Problem description: In the listing below, give everything from the line containing "target: small bubble on water" down to the line containing "99 123 L 101", both included, as a JSON list of strings with one string per line. Skip blank lines and leave out the pictures.

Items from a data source

-----

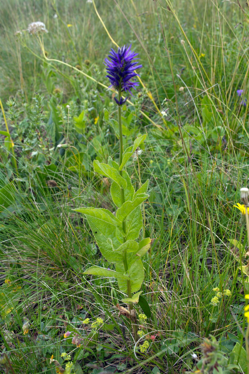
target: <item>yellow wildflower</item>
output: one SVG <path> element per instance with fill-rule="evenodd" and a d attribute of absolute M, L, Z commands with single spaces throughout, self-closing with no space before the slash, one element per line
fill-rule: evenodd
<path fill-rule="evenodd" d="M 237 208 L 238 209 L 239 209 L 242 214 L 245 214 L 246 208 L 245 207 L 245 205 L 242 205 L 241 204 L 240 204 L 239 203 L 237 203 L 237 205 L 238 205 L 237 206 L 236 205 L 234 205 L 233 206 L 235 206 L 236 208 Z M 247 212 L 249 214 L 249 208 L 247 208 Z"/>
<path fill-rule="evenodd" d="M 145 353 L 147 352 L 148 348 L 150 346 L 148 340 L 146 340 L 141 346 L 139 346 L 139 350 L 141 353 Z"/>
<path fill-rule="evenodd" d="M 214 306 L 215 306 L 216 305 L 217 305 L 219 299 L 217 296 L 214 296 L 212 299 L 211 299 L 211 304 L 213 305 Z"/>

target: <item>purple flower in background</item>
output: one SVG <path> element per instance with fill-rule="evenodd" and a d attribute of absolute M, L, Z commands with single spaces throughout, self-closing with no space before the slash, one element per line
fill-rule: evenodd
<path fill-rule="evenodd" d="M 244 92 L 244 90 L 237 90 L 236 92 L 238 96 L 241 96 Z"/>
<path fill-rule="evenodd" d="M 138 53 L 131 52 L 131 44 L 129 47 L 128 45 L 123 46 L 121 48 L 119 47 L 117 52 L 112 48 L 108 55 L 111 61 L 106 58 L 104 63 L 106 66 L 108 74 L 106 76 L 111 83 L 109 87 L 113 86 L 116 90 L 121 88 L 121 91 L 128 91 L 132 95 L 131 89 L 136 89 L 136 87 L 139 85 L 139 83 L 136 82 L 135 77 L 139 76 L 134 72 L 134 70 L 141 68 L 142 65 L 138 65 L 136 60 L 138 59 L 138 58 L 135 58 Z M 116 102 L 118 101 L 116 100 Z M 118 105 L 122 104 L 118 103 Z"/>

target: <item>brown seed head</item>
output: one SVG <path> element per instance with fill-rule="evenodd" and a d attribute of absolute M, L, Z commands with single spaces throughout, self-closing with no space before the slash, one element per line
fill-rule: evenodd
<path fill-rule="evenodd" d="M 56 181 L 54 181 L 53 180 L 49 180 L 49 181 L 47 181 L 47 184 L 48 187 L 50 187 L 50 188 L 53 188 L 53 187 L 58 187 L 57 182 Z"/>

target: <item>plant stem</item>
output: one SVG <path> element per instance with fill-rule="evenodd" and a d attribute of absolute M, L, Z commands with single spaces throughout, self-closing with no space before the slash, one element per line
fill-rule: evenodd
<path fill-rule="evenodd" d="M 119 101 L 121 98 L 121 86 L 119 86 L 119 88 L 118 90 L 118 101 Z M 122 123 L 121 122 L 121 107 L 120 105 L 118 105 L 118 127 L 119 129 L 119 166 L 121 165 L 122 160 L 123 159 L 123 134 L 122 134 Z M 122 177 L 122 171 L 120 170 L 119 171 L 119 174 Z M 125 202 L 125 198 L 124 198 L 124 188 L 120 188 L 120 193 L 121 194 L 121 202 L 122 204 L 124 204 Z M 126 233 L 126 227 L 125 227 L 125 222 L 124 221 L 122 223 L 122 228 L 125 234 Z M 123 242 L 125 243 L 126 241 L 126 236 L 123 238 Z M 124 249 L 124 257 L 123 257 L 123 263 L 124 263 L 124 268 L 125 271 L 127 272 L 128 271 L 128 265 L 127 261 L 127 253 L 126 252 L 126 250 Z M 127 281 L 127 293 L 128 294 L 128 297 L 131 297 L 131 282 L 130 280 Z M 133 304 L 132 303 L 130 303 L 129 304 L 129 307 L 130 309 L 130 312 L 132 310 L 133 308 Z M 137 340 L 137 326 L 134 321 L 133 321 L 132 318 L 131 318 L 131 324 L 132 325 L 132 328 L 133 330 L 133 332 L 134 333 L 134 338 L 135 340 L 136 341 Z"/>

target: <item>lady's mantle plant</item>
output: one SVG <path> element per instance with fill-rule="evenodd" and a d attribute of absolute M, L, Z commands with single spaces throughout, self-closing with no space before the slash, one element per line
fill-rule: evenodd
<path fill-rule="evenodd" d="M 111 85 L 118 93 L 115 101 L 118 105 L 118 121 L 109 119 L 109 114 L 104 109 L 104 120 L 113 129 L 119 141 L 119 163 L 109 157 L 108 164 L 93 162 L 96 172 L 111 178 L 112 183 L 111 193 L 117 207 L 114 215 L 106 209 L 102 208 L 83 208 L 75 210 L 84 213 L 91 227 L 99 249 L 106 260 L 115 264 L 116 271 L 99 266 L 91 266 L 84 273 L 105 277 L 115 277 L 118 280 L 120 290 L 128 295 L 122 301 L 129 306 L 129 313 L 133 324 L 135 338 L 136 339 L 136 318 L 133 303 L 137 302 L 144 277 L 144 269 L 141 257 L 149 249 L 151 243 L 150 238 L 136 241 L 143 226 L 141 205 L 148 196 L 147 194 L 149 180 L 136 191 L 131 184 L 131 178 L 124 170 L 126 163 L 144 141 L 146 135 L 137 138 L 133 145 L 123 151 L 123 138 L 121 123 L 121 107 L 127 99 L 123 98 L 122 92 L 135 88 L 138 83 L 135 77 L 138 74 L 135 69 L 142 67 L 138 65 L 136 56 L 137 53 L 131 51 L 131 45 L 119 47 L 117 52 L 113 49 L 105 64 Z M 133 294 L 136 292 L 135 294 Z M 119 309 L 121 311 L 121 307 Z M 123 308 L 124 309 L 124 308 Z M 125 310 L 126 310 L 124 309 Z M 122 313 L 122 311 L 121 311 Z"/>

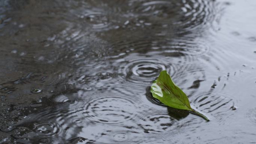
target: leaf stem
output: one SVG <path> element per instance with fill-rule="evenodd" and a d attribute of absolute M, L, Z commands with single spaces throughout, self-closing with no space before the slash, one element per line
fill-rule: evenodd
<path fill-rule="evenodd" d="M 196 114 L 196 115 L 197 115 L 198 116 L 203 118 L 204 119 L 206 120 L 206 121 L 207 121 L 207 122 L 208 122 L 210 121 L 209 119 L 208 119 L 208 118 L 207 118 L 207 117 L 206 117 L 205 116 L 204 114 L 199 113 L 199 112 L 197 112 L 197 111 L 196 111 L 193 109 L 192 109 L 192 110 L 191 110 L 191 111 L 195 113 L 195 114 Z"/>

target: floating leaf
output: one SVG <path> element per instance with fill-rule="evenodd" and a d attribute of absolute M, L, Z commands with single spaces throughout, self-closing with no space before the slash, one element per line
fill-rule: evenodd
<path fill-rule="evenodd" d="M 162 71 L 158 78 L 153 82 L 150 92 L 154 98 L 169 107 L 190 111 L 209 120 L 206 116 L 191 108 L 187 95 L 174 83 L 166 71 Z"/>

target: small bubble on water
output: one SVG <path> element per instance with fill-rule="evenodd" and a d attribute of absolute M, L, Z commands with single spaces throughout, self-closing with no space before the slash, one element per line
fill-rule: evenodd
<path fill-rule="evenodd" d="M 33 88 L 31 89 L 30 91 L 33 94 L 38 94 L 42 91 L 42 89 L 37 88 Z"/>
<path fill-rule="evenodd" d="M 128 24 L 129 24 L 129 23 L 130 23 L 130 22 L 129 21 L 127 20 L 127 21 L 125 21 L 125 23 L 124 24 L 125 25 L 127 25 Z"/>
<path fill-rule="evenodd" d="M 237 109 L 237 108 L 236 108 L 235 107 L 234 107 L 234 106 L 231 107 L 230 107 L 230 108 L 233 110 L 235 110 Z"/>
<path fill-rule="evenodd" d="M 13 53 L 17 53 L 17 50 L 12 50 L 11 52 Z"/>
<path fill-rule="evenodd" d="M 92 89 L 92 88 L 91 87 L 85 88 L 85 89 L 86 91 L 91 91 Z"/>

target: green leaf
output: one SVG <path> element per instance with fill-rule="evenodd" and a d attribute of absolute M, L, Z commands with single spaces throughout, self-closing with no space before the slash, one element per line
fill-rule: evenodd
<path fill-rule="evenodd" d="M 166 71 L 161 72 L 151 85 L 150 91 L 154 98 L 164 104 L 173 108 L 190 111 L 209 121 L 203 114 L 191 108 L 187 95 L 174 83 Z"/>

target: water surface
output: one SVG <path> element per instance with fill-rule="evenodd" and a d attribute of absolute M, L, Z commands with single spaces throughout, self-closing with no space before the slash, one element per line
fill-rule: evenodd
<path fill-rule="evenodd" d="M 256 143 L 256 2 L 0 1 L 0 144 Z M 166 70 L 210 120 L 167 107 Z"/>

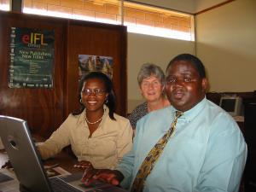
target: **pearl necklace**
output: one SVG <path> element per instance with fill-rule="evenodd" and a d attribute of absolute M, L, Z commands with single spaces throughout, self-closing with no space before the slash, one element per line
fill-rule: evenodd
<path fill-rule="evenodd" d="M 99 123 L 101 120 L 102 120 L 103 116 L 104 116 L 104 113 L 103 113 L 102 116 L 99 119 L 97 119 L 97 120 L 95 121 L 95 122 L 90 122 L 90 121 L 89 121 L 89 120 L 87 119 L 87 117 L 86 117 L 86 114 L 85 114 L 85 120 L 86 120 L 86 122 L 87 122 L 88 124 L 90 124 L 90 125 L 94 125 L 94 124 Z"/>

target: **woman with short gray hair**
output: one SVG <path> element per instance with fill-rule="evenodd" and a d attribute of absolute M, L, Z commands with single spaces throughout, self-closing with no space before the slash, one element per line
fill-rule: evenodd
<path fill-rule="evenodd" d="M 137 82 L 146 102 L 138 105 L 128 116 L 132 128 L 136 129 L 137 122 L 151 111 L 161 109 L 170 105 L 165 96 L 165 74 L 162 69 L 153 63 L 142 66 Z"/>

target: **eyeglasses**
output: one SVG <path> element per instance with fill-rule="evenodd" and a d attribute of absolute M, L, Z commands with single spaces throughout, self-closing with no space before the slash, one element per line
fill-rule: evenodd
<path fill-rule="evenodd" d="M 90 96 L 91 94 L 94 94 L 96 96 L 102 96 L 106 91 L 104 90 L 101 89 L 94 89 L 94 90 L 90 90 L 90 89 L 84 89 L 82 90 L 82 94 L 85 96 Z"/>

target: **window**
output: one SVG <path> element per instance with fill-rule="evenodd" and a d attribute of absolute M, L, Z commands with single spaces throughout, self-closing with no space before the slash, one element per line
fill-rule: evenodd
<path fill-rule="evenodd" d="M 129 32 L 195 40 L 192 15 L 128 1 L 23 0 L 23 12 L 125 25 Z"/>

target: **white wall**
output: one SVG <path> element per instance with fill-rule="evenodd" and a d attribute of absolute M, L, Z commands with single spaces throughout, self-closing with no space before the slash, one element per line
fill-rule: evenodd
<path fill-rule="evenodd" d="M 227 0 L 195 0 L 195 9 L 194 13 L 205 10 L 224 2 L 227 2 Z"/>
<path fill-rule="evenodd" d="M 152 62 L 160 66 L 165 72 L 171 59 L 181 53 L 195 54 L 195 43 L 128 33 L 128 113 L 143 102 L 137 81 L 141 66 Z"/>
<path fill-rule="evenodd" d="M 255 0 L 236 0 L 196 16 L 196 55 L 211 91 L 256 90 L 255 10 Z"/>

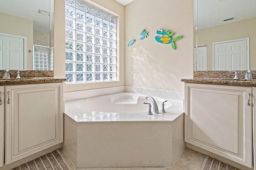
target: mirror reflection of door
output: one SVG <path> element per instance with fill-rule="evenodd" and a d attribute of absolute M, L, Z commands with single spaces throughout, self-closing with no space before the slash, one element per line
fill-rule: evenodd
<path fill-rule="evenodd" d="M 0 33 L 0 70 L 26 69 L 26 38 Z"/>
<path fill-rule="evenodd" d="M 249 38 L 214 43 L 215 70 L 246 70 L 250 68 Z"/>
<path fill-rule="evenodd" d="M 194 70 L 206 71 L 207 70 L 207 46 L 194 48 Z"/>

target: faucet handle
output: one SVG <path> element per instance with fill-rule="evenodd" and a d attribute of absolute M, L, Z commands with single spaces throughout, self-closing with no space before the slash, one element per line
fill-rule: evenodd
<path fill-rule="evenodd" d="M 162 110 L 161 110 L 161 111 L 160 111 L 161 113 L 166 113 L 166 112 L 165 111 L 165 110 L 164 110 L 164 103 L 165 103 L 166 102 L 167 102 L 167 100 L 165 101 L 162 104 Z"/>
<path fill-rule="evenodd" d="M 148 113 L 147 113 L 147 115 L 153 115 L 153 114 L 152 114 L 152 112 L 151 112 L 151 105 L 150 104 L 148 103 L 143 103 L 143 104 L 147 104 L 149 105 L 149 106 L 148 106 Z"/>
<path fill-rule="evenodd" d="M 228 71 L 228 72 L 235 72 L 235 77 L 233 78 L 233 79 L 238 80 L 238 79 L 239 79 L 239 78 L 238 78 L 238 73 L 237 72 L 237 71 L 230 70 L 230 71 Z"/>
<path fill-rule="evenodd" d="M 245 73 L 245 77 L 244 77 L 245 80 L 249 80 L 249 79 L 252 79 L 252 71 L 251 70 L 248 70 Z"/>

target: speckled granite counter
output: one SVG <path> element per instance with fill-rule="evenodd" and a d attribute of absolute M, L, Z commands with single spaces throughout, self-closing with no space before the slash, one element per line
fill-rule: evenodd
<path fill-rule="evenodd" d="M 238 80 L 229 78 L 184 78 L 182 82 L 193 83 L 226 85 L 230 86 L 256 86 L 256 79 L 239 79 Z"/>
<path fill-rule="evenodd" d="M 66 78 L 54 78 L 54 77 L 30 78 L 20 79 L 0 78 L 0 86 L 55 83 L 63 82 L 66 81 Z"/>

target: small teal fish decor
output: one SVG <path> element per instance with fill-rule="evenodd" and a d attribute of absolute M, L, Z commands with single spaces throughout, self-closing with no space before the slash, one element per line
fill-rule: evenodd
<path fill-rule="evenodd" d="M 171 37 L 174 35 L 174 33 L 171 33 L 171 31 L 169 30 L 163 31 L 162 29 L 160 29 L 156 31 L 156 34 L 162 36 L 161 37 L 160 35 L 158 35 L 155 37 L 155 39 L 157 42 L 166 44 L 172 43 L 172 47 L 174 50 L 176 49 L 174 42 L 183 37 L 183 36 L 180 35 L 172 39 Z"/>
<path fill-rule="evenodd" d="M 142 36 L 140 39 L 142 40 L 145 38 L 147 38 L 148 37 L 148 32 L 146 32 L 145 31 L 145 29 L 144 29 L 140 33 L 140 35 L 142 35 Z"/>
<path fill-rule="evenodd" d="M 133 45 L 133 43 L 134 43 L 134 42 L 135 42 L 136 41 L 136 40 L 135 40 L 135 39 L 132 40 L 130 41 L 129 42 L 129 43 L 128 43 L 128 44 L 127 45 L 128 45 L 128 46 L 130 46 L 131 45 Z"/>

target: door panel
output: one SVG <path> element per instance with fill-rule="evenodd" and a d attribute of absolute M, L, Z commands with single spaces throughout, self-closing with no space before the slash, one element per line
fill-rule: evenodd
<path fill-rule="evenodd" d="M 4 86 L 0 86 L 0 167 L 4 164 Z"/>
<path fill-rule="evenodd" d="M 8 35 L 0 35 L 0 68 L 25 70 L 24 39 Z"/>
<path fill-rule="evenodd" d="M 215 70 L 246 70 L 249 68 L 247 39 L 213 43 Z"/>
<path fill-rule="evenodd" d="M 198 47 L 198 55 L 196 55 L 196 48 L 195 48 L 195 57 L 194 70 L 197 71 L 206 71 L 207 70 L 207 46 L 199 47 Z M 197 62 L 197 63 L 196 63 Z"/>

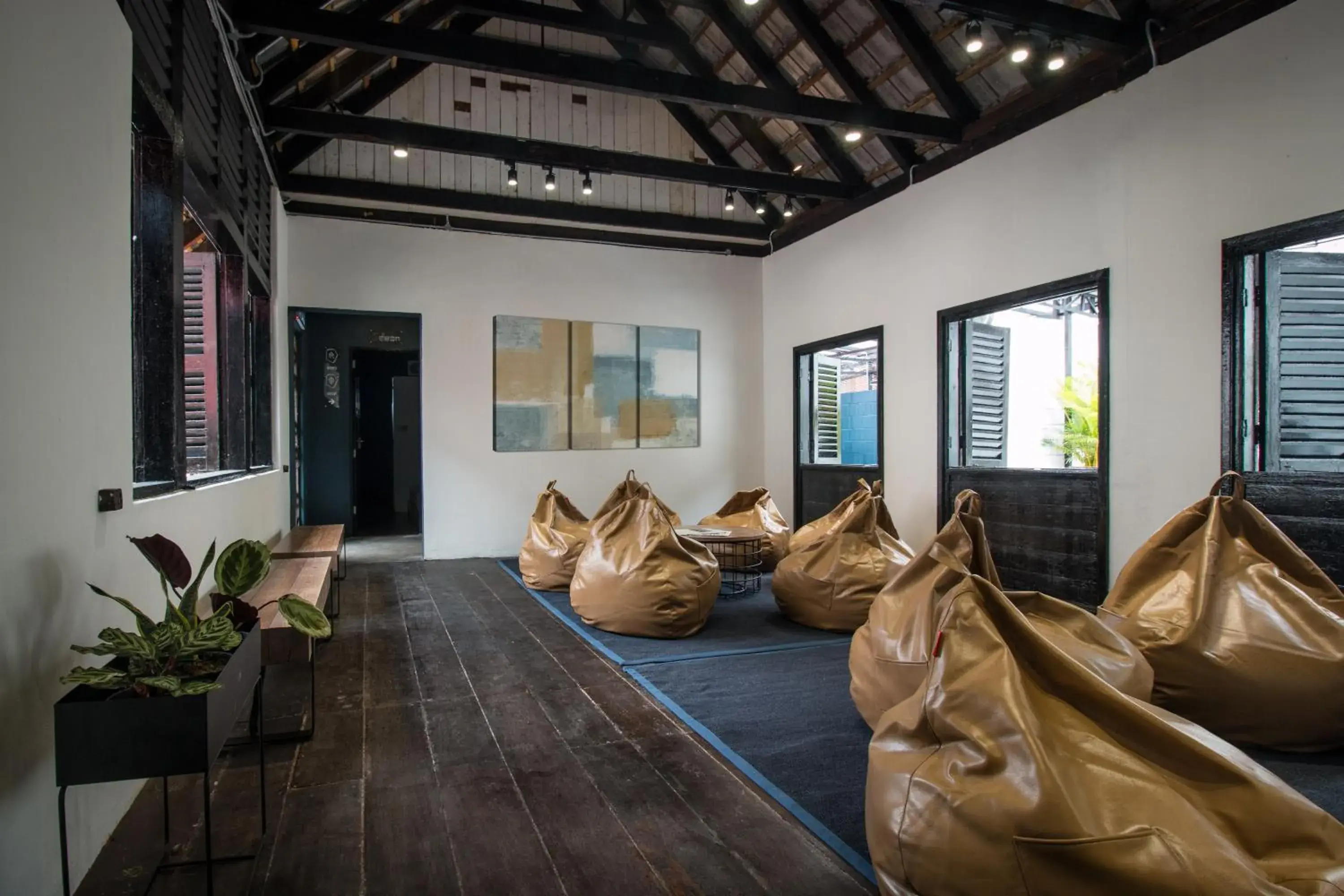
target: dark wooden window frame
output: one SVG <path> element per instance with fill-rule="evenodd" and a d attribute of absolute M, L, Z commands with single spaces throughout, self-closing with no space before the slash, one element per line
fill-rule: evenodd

-----

Full output:
[
  "target: small bubble on water",
  "output: one SVG <path> element per instance with fill-rule=\"evenodd\" and a d attribute of absolute M, L, Z commands with single spaces throughout, self-closing with no space before the slash, one element per line",
  "fill-rule: evenodd",
  "<path fill-rule=\"evenodd\" d=\"M 33 88 L 31 89 L 30 91 L 33 94 L 38 94 L 42 91 L 42 89 L 37 88 Z\"/>",
  "<path fill-rule=\"evenodd\" d=\"M 128 24 L 129 24 L 129 23 L 130 23 L 130 22 L 129 21 L 127 20 L 127 21 L 125 21 L 125 23 L 124 24 L 125 25 L 127 25 Z\"/>",
  "<path fill-rule=\"evenodd\" d=\"M 237 109 L 237 108 L 236 108 L 235 107 L 234 107 L 234 106 L 231 107 L 230 107 L 230 108 L 233 110 L 235 110 Z\"/>",
  "<path fill-rule=\"evenodd\" d=\"M 13 53 L 17 53 L 17 50 L 12 50 L 11 52 Z\"/>",
  "<path fill-rule=\"evenodd\" d=\"M 92 89 L 92 88 L 91 87 L 85 88 L 85 89 L 86 91 L 91 91 Z\"/>",
  "target: green leaf",
  "output: one SVG <path> element per instance with fill-rule=\"evenodd\" and a d attribute of absolute M, L, Z commands with single spaces throughout, self-closing with no space before the slash, one element per line",
  "fill-rule: evenodd",
  "<path fill-rule=\"evenodd\" d=\"M 166 71 L 161 72 L 151 85 L 150 91 L 154 98 L 164 104 L 173 108 L 190 111 L 209 121 L 203 114 L 191 108 L 187 95 L 174 83 Z\"/>",
  "target: water surface",
  "output: one SVG <path> element per instance with fill-rule=\"evenodd\" and a d attribute of absolute M, L, Z commands with single spaces throughout, self-closing with no space before the slash, one element per line",
  "fill-rule: evenodd",
  "<path fill-rule=\"evenodd\" d=\"M 256 143 L 256 2 L 0 1 L 0 144 Z M 166 70 L 210 120 L 167 107 Z\"/>",
  "target: **pearl necklace**",
  "output: one SVG <path> element per instance with fill-rule=\"evenodd\" and a d attribute of absolute M, L, Z commands with single spaces throughout, self-closing with no space before the slash, one element per line",
  "fill-rule: evenodd",
  "<path fill-rule=\"evenodd\" d=\"M 99 123 L 101 120 L 102 120 L 103 116 L 104 116 L 104 113 L 103 113 L 102 116 L 99 119 L 97 119 L 97 120 L 95 121 L 95 122 L 90 122 L 90 121 L 89 121 L 89 120 L 87 119 L 87 117 L 86 117 L 86 114 L 85 114 L 85 120 L 86 120 L 86 122 L 87 122 L 88 124 L 90 124 L 90 125 L 94 125 L 94 124 Z\"/>"
]